▶ **Exercise directions**: When counting, include every line of the data that holds "checkered", then state the total alone.

Excerpts from a dataset:
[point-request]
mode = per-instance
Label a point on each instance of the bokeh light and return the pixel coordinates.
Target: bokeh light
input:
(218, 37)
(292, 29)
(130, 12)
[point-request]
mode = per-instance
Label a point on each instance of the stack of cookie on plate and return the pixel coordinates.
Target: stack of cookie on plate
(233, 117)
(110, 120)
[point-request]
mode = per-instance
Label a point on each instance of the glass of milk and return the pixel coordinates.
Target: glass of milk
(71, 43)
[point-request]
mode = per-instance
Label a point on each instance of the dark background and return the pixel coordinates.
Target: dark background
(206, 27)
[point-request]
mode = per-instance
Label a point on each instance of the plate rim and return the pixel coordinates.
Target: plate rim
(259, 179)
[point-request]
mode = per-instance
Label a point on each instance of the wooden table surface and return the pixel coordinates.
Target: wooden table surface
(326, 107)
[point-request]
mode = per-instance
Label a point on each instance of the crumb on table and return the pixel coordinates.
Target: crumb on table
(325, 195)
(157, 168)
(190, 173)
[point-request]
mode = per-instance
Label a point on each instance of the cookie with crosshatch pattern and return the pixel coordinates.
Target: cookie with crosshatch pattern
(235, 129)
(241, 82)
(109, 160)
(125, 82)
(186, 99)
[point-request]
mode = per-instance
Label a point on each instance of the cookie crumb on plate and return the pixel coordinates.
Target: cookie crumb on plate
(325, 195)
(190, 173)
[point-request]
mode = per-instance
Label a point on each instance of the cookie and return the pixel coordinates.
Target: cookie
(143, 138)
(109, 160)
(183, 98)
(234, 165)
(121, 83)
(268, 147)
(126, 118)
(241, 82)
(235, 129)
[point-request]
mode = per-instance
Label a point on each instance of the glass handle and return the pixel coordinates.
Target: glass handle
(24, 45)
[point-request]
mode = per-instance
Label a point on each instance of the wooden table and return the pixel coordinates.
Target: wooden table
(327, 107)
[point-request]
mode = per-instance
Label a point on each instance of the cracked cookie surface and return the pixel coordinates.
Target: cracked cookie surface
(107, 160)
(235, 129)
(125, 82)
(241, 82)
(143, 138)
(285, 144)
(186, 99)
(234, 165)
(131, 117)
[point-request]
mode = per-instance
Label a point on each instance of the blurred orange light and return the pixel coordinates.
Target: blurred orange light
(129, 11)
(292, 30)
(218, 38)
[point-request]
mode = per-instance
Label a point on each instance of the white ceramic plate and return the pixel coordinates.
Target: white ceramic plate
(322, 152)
...
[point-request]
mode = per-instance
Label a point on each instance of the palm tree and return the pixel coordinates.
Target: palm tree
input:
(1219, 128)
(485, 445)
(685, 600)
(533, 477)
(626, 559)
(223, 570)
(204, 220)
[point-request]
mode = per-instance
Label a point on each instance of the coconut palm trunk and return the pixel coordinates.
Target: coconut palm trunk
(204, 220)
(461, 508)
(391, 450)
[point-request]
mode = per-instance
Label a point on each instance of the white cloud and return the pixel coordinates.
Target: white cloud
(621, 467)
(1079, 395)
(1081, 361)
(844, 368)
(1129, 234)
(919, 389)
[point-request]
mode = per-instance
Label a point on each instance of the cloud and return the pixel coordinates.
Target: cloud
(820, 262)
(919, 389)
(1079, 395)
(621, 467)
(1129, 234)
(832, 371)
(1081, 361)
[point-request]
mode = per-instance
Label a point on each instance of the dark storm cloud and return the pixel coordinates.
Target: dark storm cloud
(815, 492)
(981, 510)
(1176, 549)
==
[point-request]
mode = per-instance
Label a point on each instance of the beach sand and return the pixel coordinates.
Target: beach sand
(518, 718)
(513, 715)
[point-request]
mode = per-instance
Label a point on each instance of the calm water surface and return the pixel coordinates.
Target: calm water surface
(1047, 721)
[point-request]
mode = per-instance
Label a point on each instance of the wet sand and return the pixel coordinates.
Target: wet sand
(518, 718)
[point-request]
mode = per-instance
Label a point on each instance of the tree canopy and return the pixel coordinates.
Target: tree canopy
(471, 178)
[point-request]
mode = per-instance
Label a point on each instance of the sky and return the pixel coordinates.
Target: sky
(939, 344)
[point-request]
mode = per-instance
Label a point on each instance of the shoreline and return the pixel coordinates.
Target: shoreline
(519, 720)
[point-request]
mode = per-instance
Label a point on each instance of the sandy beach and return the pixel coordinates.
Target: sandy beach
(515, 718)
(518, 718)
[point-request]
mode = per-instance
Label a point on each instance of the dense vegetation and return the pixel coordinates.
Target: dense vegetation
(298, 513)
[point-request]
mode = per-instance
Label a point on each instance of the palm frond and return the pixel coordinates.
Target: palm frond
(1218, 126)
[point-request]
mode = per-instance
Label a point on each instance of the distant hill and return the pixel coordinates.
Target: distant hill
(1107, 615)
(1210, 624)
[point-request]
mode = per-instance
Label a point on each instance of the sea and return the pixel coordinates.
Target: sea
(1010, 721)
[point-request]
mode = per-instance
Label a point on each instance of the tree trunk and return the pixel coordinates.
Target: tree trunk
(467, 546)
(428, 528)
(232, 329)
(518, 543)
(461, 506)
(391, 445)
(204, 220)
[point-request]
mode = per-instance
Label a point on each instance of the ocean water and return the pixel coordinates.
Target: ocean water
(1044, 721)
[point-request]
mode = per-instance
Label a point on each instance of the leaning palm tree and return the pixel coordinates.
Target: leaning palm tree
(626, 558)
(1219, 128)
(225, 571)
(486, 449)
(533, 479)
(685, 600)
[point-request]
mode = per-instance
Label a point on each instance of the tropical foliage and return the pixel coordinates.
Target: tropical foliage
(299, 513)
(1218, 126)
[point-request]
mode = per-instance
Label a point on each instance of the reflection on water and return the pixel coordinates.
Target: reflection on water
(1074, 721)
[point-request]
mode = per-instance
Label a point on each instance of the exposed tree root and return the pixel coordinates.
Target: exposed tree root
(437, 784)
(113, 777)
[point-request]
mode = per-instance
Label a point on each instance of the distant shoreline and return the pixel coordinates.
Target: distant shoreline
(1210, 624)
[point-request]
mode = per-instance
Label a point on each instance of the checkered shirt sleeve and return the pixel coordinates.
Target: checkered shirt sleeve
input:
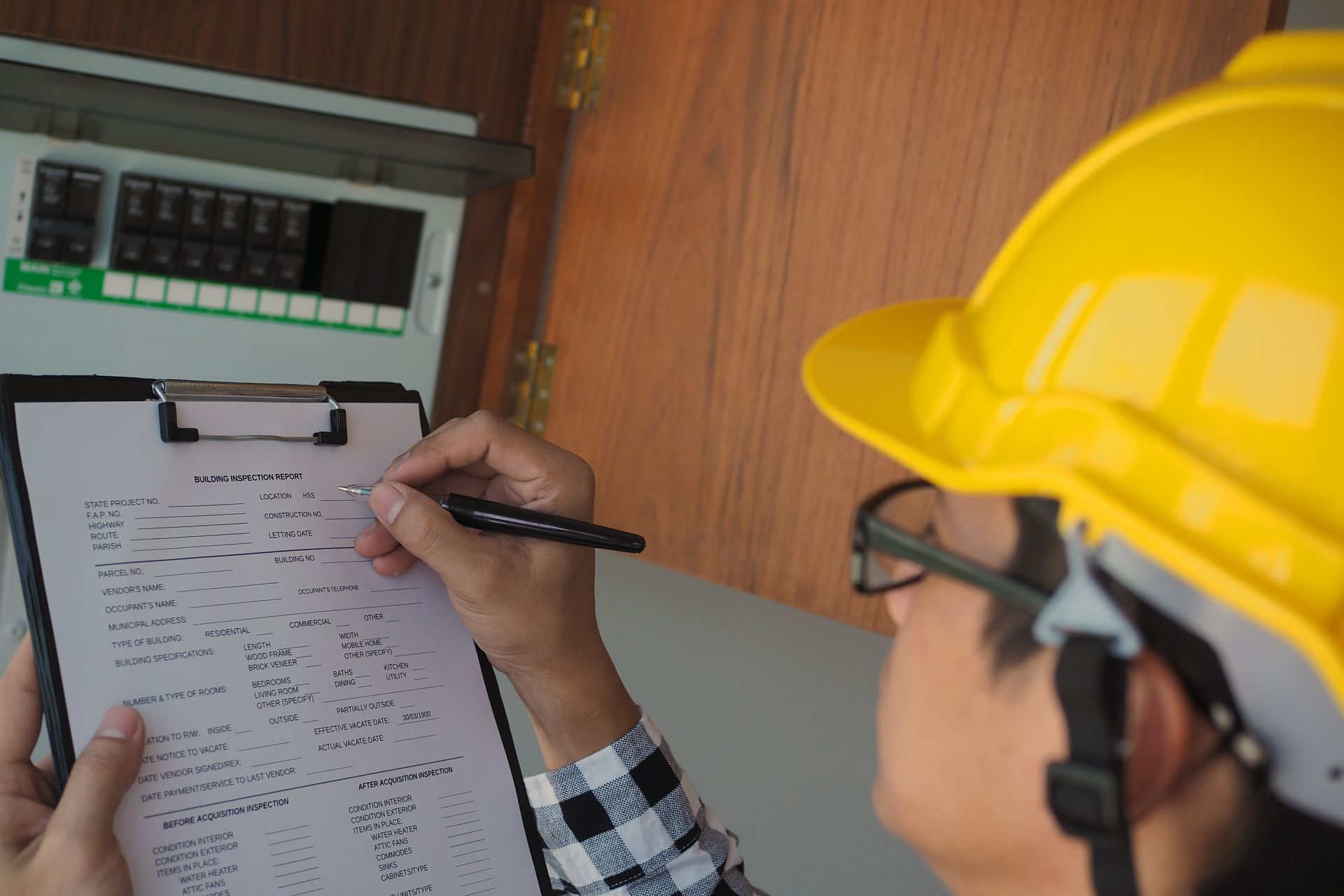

▶ **Response area**: 2